TEXT SHOWN
---+---

In this role, Ikram Al-Yacoub will be instrumental in driving Instinctif’s growth initiatives, creating value through sound and experienced client advice while further deepening key stakeholder engagement and fostering strategic partnerships. Al-Yacoub brings a wealth of knowledge and expertise that will be pivotal as Instinctif continues building and enhancing its operations across the Kingdom in industries undergoing significant growth and transformation. Instinctif prides itself on helping its clients navigate critical global issues while ensuring local relevance.
Samantha Bartel, CEO MENA, Instinctif Partners said:
“We are delighted to have Ikram join our successful and growing team. We are proud to have been advising clients in Saudi Arabia for over a decade and are excited to build on our successful momentum with the appointment of Ikram. With Al-Yacoub’s stewardship and her strong relationships in the Kingdom we will continue to deliver best in class reputation management through investor relations, corporate reporting, ESG, public policy, and crisis communications, in Saudi Arabia.”

---+---

MATERIAL FOR THIS TASK
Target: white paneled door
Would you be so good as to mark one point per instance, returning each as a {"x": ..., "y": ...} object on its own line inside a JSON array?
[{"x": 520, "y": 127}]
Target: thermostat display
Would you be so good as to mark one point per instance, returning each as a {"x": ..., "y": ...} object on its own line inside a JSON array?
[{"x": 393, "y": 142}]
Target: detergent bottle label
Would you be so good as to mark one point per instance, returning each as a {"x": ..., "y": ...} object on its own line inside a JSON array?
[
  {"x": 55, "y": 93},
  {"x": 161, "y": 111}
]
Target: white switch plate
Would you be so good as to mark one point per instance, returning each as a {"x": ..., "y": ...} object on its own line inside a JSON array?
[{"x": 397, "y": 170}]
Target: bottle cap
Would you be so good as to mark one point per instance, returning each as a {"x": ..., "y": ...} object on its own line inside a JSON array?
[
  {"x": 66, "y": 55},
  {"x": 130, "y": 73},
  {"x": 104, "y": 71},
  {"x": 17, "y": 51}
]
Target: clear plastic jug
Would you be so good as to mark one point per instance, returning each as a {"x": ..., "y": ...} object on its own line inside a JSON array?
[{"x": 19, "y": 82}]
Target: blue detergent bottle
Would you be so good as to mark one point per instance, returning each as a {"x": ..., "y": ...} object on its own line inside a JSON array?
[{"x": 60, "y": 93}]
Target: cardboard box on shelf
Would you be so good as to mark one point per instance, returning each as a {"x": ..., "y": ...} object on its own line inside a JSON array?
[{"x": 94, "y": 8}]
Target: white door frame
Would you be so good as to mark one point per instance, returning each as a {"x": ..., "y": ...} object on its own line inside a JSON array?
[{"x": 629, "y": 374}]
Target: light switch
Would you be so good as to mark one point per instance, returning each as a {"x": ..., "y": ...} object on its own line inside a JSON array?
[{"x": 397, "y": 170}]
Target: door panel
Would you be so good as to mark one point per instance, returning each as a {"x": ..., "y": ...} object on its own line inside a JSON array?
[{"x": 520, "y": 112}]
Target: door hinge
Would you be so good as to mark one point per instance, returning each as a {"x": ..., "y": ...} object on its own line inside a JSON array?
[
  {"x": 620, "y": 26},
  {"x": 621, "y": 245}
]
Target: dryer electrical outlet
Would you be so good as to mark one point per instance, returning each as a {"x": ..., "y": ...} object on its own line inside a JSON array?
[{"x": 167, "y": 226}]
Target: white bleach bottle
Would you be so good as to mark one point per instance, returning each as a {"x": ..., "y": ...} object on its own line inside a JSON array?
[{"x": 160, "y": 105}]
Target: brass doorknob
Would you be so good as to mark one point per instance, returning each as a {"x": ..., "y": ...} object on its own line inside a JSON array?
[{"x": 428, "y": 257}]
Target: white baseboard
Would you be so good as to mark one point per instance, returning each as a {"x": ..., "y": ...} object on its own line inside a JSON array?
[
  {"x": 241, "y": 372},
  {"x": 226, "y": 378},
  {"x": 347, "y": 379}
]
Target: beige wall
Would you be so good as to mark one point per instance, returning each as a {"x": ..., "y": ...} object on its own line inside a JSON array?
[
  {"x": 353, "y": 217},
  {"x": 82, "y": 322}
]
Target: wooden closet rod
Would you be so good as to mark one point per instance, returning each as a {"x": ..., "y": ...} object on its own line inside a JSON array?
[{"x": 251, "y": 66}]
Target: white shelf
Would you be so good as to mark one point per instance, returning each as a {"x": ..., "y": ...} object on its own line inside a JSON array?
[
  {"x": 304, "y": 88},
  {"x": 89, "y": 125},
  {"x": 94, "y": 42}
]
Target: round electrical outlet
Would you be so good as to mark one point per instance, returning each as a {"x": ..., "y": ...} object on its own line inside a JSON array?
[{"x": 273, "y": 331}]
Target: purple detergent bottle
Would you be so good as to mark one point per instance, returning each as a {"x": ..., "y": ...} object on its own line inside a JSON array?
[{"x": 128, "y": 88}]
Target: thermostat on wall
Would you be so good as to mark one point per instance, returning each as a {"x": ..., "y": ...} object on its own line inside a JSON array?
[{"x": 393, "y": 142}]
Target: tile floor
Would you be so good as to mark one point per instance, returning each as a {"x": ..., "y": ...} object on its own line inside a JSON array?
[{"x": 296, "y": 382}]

---+---

EXERCISES
**A)** Replace "tile floor" with "concrete floor" in the listing between the line containing "Target: thermostat on wall" and the end of the listing, inclusive, and return those lines with everything else unchanged.
**B)** Continue the text about Ikram Al-Yacoub's appointment at Instinctif Partners from where it stops.

RESPONSES IN ORDER
**A)**
Target: thermostat on wall
Would you be so good as to mark one point per instance, returning each as a {"x": ..., "y": ...} object on its own line inside a JSON array?
[{"x": 393, "y": 142}]
Target: concrete floor
Would you be so good as to mark one point per instance, returning each as a {"x": ..., "y": ...} object on its own line inside a JSON array?
[{"x": 296, "y": 382}]

**B)**
Ikram will work closely with the EMEA teams to identify opportunities, optimize Instinctif’s approach, and ensure that client and partner needs in Saudi Arabia are effectively met.
Al-Yacoub is a Saudi citizen, holds an MBA from City University London. Prior to her Management degree, Ikram has earned a master’s degree of International Political Economy of Resources from Colorado School of Mines, USA, where she focused on energy sustainability and economic valuation of natural resources. Most recently, she served as Managing Director and General Manager at Brunswick Group, where she led its strategic expansion to Saudi and advised clients on financial communications, mergers and acquisitions, and public listings. Al Yacoub is a media veteran and has previously led critical initiatives as a business Managing Editor of Al Arabiya News Channel.
Ikram Al-Yacoub, Managing Partner & Head of Saudi Arabia, Instinctif Partners said:
“It’s an honor to join such a leading firm and build on its capabilities and offerings. With the region moving at an unprecedented pace of economic development and transformation, clients are in in constant hunt for true and genuine partners with the right expertise and skillset to think through and help them with critical issues to navigate complex situations. Instinctif stands in a unique proposition when bringing localized, world class specialized capabilities to corporate situations. I look forward to taking this advisory model from a strength to strength.”
Bartel added: “We are confident that under Ikram’s leadership we will be a driving force in the Kingdom and provide a growth path for our talented people.”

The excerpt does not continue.